ABOUT THIS TASK:
Using the material below, state how many of its lines contain the string "grille", with no other words.

EXTRACTED INFORMATION:
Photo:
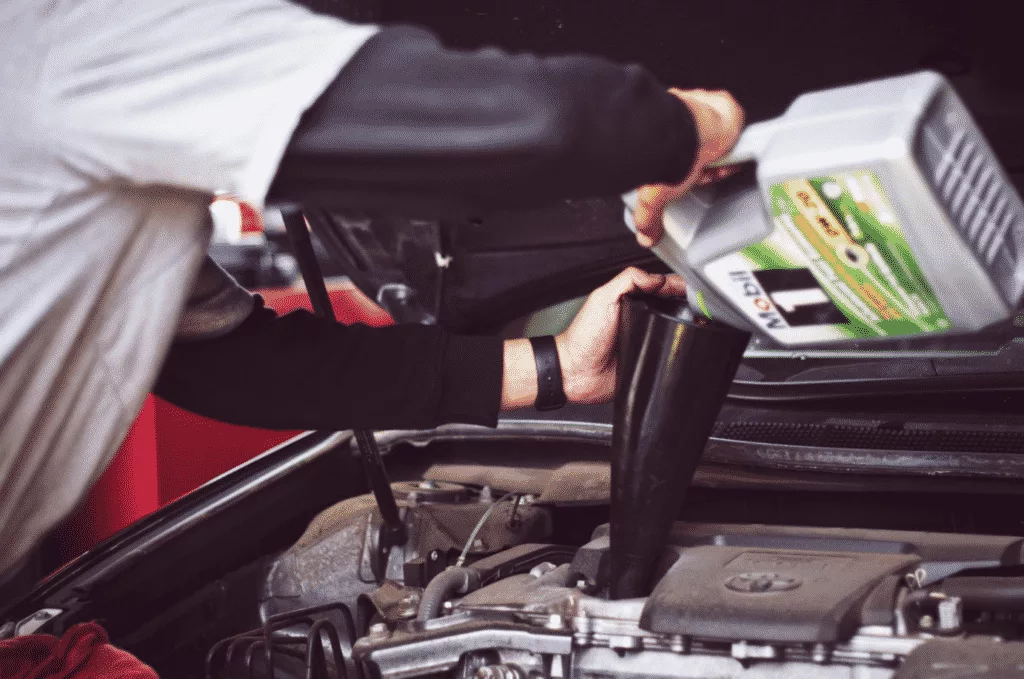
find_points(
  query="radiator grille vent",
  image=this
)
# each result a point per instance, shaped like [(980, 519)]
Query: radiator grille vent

EXERCISE RESULT:
2